EXERCISE:
Reproduce every line of the data below, category lines included, but multiply each coordinate in the outputs by 0.55 and round it to a whole number, with halves rounded up.

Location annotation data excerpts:
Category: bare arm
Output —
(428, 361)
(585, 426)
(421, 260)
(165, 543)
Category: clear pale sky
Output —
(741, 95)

REPLY:
Category: bare arm
Output —
(235, 199)
(322, 234)
(232, 143)
(91, 299)
Category: clear pale sky
Output —
(408, 52)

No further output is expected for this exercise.